Alıntı Metin —
----

Meselâ bu listede vaktinden önce namaz kılmak 11’inci, tok karnına yemek yemek 20’nci, köpek artığı yemek 22’nci sırada yer alırken, faiz yemek 26’ncı, yetim malı yemek 55’inci, rüşvet yemek 71’inci, zulmetmek 54’üncü, yalan söylemek 57’nci, adam öldürmek 68’inci sırada yer almaktadır. Toplum ahlâkını fesada veren ve insanın imanını gerçekten tehlikeye atan büyük günahların bu liste içinde kaynayıp gittiğini söylemeye hacet yoktur. Bu tür listeleri hazırlayan ve yayanların eğer niyetlerini sorgulamayacaksak, en azından ehliyetlerini sorgulamaya hakkımız vardır; çünkü yaptıkları işin sonucunu hesap edememek gibi bir kabahati ve Allah’ın çizdiği sınırları değiştirmek ve etkisiz hale getirmek gibi çok büyük bir günahı bu fiilleriyle kendileri işlemiş olmaktadırlar.


Oysa günah konusu, özellikle büyük günahlar, iman açısından da ciddiye alınması gereken şeylerdir. Gerçi Allah’a ortak koşmadan ölen kimsenin zina da etse, hırsızlık da yapsa sonunda cennete gireceğini Allah’ın Elçisi bize haber vermiştir; ancak bu hadisin insanları zinaya ve hırsızlığa cesaretlendirmek için söylenmediği açıktır. Bu bakımdan, hadis-i şerif sadece ‘amelin imandan bir cüz olmadığı’ açısından değerlendirilip orada bırakıldığı takdirde, günahın tiryakisi olmuş, dinî hassasiyetleri körelmiş, Allah’ın dergâhına istiğfarla dönerek O’nun rahmetine erişmek yerine müptelâ olduğu günahları önemsizleştirecek en küçük bir emareyi delil yerine kullanmak için fırsat arayan kimselerin “Nasıl olsa sonunda Cennet var” diyerek Allah’ın cezasını küçümsemesi, hatta bu umursamazlığın zamanla imanını da tehlikeye atması uzak ihtimal değildir. Bu hadis-i şeriften alınacak ders, herhalde, ne olursa olsun imanı korumak, Allah’ın rahmetinden ümit kesmemek ve dergâh-ı ilâhînin son nefese ulaşmadıkça günahkârlara ardına kadar açık olduğunu bilmek ve hatırlamak olmalıdır.

----

Veri Satırları —
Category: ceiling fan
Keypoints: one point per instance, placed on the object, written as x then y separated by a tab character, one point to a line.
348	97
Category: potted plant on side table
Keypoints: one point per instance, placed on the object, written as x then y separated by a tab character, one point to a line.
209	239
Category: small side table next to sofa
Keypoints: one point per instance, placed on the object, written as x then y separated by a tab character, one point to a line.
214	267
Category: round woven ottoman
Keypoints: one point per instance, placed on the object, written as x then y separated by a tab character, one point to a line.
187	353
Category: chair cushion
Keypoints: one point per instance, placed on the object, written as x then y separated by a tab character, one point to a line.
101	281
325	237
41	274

----

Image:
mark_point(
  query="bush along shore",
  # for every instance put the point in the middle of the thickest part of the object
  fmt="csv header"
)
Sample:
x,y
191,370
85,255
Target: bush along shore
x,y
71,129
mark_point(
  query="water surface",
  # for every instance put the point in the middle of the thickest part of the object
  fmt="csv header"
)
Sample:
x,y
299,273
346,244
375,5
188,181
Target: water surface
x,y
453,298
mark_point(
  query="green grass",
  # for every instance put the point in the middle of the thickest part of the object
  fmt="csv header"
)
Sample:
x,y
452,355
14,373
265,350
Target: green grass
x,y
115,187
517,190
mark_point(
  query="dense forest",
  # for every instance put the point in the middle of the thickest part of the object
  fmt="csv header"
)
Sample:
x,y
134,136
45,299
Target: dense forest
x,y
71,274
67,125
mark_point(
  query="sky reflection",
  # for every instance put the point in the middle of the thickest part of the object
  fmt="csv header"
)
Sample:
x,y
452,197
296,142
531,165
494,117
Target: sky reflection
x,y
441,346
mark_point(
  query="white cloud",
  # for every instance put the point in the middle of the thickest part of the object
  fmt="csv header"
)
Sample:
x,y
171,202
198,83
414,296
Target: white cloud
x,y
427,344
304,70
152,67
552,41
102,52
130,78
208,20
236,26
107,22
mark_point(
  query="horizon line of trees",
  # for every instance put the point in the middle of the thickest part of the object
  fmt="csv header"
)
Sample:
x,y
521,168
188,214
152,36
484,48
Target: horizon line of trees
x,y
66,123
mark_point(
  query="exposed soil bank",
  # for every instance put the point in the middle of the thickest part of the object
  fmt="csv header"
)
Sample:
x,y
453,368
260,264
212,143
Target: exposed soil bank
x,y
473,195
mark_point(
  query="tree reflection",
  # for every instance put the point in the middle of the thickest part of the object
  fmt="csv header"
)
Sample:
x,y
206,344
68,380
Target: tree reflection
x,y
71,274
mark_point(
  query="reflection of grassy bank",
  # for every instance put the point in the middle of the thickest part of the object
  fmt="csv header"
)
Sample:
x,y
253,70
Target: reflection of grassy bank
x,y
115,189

----

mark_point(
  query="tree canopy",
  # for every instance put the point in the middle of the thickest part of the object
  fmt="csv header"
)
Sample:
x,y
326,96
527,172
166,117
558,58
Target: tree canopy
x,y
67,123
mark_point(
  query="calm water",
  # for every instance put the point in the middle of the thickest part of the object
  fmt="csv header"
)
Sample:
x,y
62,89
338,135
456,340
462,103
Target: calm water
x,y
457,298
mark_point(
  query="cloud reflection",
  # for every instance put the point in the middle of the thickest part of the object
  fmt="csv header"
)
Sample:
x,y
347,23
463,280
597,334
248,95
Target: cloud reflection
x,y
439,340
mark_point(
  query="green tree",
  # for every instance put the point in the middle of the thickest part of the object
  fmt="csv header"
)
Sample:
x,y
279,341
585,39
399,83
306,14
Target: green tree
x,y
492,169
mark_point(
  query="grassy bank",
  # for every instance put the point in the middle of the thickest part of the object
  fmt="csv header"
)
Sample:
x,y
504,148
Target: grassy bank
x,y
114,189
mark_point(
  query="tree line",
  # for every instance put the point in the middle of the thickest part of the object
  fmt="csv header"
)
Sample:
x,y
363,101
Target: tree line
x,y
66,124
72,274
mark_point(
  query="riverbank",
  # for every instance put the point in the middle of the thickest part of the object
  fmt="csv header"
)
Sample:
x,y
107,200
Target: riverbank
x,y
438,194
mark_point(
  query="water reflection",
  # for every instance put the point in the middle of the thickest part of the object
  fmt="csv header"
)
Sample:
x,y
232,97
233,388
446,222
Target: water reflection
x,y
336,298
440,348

----

Çalışma Görevleri —
1. Büyük günahlar üzerine olan metne göre şu soruları yanıtlayın:
(a) Listede yalan söylemek kaçıncı sırada yer alıyor?
(b) Bu tür listeleri hazırlayıp yayanların neyini sorgulamaya hakkımız olduğu söyleniyor?
(c) Allah'ın Elçisi, Allah'a ortak koşmadan ölen kimsenin sonunda nereye gireceğini haber vermiştir?
2. Büyük günahlar üzerine olan metni, son cümlesinden sonrasını yazarak sürdürün.
Kayıtlara başvurmak gerekmez.

Görev Sonuçları —
1.
(a) 57'nci sırada.
(b) Ehliyetlerini.
(c) Cennete.

2.
Her ne kadar büyük günah işlemekle küfre düşmek birbirinden farklı şeyler ise de, âyet ve hadislerde büyük günahların, büyük günahlar arasında da özellikle bazılarının doğrudan doğruya şirk ve küfürle irtibatlandırıldığını görürüz ki, bunlar ahlâkı temelinden kemiren ve toplum hayatını fesada veren belli başlı günahlardır. Bunların en başında yalan gelir.


Çoğumuzun dikkatini çekmiş olmalıdır; Kur’ân-ı Kerim bir âyetinde putperestlikle yalanı beraber sayarak “Putperestlik pisliğinden ve yalan sözden kaçının” buyurur. Burada, biri imana, diğeri amele ait iki husus birbiriyle eşitlenmiş olarak karşımıza çıkmaktadır. Bu âyetin apaçık anlamını daha da açık hale getiren hadisler vardır. Meselâ:

Resulullah bir gün sabah namazını kıldı, bitirdikten sonra ayağa kalkarak “Yalan şahitlik Allah’a ortak koşmakla bir tutulmuştur” dedi ve bu sözü üç defa tekrarladı, sonra da Hac sûresinin yukarıda geçen 30. âyetini okudu.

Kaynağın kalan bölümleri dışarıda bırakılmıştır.